DIRECTIVE A => Starting at the first line of the listing and stopping after the line that contains "Target: lamp post", rewrite those lines with "segmenter" changed to "segmentation tool" and nothing else altered.
START TEXT SECTION
The important thing to notice is that the treasury can spend before and without regard either to previous receipt of taxes or prior bond sales. In the US, taxes are received throughout the year (although not uniformly as tax payments are concentrated around April 15 and other quarterly due dates). These are mostly paid into special tax accounts held at private commercial banks (Bell 2000). It is true that the treasury transfers funds from these private bank accounts to its account at the Fed when it wishes to spend, but this is really a reserve maintenance operation designed to minimise effects on reserves that result when the treasury issues cheques. When the treasury spends, bank reserves increase by approximately the same amount (less only cash withdrawals) so that the simultaneous transfer from tax accounts is used to neutralise bank reserves. These additions to/subtractions from reserves are carefully monitored and regulated by coordination between the Fed and the treasury, but this should not confuse analysts about the processes at work. The treasury spends by having the Fed emit HPM; that HPM is simply a liability that can be increased as necessary to finance the treasury's spending. The treasury does not need to transfer deposits from private banks to the Fed in order to spend; it needs to do so simultaneously with spending only to minimise reserve effects.

On the other hand, tax payments by households lead to a reserve drain as the treasury submits the cheques to the Fed for clearing, at which point the Fed debits the bank's reserves. Things would be much simpler and more transparent if tax receipts and treasury spending were perfectly synchronised. In that case, the treasury's spending would increase reserves, and the tax payments would reduce them. If the government ran a balanced budget there would be no net impact on reserves. In this case there would be no need for the complex coordination between the Fed and treasury using tax and loan accounts because there would be no reserve effects so long as the budget were balanced.
END TEXT SECTION
START INPUT MATERIAL
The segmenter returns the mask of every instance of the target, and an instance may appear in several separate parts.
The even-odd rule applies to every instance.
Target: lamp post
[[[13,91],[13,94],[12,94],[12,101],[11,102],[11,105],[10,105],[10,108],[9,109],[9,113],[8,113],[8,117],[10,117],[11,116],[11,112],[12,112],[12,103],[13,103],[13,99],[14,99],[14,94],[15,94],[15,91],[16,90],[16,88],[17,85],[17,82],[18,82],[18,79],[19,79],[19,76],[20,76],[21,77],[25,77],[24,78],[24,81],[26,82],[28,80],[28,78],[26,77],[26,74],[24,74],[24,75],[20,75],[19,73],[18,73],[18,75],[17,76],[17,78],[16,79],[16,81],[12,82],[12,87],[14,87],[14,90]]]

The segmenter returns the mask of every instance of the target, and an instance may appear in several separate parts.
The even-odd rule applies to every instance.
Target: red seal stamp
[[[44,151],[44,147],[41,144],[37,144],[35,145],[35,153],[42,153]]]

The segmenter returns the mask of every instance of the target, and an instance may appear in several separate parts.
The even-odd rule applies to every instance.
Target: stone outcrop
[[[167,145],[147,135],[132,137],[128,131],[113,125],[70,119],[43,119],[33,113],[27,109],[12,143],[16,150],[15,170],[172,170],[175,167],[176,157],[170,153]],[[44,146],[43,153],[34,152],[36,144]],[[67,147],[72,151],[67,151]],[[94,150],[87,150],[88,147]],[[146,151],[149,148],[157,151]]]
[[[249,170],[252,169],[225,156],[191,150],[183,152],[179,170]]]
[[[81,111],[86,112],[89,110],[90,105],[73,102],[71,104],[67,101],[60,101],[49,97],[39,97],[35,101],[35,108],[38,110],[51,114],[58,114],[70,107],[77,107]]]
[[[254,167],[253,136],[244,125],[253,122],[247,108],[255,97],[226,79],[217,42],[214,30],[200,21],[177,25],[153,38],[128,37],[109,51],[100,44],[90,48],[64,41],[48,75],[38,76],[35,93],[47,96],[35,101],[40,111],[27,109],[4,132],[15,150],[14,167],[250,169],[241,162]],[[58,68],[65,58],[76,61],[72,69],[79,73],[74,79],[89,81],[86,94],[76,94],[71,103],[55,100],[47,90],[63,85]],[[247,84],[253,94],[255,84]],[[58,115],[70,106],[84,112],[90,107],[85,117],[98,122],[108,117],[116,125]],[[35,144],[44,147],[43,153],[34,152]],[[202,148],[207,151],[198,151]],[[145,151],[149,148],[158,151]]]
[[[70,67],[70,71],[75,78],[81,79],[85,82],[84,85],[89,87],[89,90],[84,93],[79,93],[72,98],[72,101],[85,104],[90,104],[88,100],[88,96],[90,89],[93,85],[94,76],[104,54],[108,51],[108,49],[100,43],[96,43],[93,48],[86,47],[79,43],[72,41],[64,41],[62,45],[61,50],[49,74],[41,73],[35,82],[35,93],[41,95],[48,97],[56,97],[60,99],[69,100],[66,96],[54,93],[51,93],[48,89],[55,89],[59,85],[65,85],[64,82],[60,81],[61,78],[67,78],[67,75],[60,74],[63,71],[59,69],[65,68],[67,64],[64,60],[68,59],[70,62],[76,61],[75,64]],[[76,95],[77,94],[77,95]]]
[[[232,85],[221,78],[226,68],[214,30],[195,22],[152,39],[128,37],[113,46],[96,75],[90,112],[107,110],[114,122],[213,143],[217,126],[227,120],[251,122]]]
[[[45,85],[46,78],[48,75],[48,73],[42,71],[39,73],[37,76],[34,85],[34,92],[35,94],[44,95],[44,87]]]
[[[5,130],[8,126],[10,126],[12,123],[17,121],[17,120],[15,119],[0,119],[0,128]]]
END INPUT MATERIAL
DIRECTIVE B => Copy verbatim the part of the treasury spending passage that begins at the words "On the other" and stops after "budget were balanced.".

CORRECT RESPONSE A =>
The segmentation tool returns the mask of every instance of the target, and an instance may appear in several separate parts.
The even-odd rule applies to every instance.
Target: lamp post

CORRECT RESPONSE B =>
On the other hand, tax payments by households lead to a reserve drain as the treasury submits the cheques to the Fed for clearing, at which point the Fed debits the bank's reserves. Things would be much simpler and more transparent if tax receipts and treasury spending were perfectly synchronised. In that case, the treasury's spending would increase reserves, and the tax payments would reduce them. If the government ran a balanced budget there would be no net impact on reserves. In this case there would be no need for the complex coordination between the Fed and treasury using tax and loan accounts because there would be no reserve effects so long as the budget were balanced.